(Phrase grounding data)

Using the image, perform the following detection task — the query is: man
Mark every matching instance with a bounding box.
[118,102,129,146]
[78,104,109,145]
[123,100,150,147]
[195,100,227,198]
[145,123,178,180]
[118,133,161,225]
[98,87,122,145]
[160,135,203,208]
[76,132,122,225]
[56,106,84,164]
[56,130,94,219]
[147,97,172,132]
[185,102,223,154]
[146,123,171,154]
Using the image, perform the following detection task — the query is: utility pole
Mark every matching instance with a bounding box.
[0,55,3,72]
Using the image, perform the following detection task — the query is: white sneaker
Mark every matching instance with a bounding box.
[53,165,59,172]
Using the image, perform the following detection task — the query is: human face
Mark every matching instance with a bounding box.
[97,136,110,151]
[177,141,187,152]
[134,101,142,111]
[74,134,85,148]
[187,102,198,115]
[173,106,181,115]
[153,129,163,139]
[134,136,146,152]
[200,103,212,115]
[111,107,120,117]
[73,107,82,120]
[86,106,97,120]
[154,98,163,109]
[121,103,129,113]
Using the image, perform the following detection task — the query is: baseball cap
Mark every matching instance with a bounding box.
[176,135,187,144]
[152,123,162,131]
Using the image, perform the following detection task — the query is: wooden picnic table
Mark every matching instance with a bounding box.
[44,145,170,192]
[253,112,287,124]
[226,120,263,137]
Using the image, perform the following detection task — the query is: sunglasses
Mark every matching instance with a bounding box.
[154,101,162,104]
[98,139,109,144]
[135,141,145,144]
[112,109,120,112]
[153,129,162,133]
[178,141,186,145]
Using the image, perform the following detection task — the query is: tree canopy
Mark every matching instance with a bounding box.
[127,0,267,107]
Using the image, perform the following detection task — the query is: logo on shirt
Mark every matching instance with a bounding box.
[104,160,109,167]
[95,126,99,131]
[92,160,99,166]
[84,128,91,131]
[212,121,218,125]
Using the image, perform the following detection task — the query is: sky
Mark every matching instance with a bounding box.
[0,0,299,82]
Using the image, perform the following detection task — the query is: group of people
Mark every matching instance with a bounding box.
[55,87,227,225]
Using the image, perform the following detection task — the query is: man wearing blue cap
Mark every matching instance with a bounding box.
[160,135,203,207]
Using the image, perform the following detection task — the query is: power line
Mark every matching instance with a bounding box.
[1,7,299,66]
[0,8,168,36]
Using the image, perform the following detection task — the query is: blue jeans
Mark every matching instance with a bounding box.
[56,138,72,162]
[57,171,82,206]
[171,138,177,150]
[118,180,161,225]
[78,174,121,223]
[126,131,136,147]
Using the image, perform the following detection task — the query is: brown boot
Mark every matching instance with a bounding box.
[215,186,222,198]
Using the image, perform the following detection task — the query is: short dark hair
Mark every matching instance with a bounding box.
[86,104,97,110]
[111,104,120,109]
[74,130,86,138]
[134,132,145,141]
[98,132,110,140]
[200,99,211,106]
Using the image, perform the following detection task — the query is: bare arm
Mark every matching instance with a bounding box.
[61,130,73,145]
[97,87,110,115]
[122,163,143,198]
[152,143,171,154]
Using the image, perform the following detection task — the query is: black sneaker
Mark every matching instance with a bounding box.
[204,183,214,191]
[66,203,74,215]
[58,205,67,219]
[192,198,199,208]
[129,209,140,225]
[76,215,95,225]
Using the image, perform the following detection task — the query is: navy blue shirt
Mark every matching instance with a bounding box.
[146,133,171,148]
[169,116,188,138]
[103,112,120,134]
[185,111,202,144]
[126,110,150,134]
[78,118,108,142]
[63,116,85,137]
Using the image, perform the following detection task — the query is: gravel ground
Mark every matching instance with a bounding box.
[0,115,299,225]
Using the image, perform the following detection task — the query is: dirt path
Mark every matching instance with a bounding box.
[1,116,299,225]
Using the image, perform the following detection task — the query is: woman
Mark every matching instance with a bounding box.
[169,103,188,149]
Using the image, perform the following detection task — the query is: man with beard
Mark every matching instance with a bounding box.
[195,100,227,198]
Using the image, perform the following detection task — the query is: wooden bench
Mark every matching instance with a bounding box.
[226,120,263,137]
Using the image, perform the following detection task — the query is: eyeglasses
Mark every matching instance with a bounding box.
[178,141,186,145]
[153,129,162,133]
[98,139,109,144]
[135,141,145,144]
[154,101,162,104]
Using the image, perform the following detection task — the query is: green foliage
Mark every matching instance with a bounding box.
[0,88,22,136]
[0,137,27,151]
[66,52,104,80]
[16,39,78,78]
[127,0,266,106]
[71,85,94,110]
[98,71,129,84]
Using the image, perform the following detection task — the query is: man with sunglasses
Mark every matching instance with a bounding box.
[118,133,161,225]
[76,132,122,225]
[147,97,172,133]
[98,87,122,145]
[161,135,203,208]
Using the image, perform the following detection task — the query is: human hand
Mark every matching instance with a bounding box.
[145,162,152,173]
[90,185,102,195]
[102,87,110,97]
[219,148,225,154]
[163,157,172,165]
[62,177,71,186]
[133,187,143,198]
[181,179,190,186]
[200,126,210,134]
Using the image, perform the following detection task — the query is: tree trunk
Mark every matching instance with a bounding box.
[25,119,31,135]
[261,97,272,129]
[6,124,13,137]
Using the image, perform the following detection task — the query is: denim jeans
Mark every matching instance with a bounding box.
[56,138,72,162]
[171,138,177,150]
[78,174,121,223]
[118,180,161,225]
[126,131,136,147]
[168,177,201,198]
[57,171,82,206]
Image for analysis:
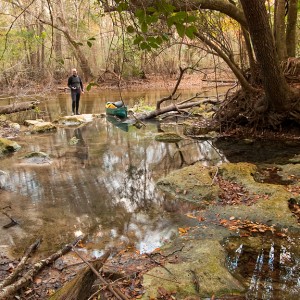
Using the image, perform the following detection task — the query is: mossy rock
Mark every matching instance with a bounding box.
[157,162,220,202]
[289,156,300,163]
[54,115,94,126]
[23,151,49,159]
[0,137,21,157]
[155,132,183,143]
[24,119,45,126]
[30,122,57,133]
[183,121,218,136]
[142,240,245,299]
[21,151,52,164]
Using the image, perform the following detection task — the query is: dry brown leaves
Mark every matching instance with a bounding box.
[217,176,267,206]
[219,218,288,238]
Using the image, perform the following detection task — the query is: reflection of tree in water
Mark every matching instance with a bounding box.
[103,139,161,210]
[154,123,225,173]
[224,236,300,300]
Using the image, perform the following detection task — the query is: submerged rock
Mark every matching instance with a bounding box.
[157,162,297,227]
[20,151,52,165]
[0,137,21,157]
[151,162,299,298]
[25,119,57,134]
[155,132,183,143]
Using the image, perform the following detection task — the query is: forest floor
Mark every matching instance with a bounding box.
[95,73,209,90]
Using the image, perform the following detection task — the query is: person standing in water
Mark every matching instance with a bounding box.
[67,68,84,115]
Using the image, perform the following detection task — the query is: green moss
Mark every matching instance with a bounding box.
[155,132,183,143]
[142,240,245,299]
[0,137,21,156]
[23,151,49,158]
[157,163,220,202]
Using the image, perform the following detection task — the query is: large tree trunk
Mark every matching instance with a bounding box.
[274,0,288,61]
[240,0,292,111]
[194,32,257,93]
[286,0,298,57]
[55,0,93,81]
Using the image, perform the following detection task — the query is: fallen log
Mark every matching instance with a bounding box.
[135,98,219,121]
[0,101,39,114]
[49,251,111,300]
[0,239,41,289]
[0,237,82,299]
[202,79,237,83]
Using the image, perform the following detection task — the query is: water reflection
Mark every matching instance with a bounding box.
[73,127,89,168]
[0,105,224,255]
[224,236,300,300]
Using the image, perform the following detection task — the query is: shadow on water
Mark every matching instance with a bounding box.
[214,137,300,165]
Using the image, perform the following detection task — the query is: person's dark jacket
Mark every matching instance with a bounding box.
[68,75,83,91]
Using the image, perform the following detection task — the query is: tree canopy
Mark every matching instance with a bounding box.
[1,0,300,129]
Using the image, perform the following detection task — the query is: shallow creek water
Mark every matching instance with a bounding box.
[1,89,300,299]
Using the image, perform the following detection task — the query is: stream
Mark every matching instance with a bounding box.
[0,88,299,299]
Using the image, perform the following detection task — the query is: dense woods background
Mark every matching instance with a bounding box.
[0,0,300,128]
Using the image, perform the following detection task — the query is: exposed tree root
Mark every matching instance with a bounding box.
[215,87,300,133]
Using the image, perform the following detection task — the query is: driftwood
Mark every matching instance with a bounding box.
[202,79,236,84]
[0,239,41,290]
[135,98,219,121]
[0,237,82,299]
[130,66,222,121]
[0,101,39,114]
[50,250,111,300]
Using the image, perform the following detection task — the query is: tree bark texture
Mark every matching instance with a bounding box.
[286,0,298,57]
[126,0,247,27]
[274,0,288,60]
[240,0,291,111]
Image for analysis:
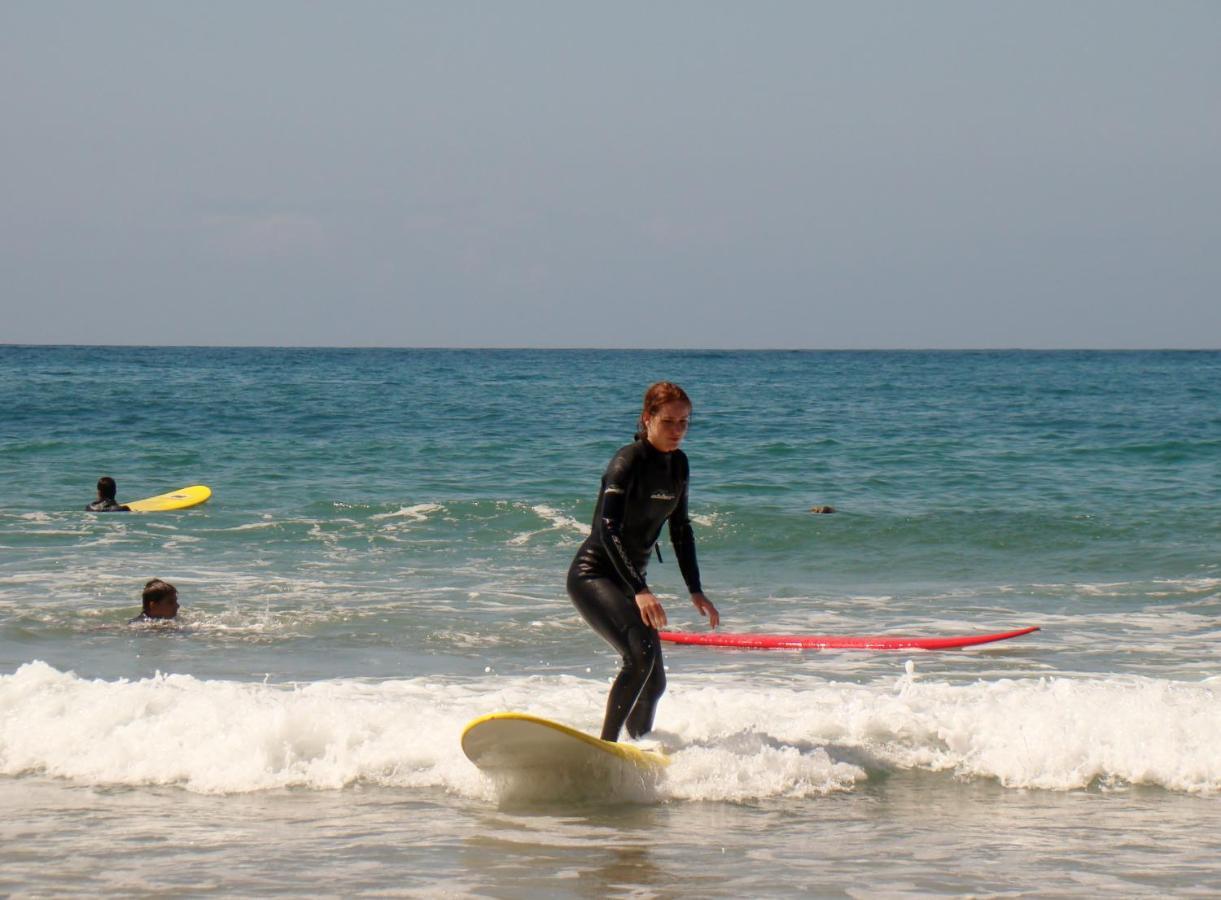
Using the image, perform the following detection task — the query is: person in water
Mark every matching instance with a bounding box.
[86,476,130,512]
[129,579,179,623]
[567,381,719,742]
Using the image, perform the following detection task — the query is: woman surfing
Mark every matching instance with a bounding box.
[567,381,719,742]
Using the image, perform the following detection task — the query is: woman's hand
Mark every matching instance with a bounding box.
[691,592,719,628]
[635,591,668,630]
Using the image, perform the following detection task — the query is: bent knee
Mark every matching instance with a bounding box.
[646,664,666,699]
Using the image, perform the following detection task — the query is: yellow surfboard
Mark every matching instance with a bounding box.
[461,712,669,775]
[126,484,212,512]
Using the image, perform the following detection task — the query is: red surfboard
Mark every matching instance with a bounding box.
[658,625,1039,651]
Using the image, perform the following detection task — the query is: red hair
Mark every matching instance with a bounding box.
[635,381,691,439]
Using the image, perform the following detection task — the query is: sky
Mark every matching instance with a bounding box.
[3,1,1219,348]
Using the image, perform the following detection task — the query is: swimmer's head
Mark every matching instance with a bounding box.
[97,476,118,500]
[142,579,179,619]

### INSTRUCTIONS FOR THE TASK
Each line above that contains the string "surfboard" should be copied.

### EXPECTED ANSWER
Using the image, perform the following detection task — the query is: yellow surfboard
Using the image, perform the following detection task — the query is: red surfboard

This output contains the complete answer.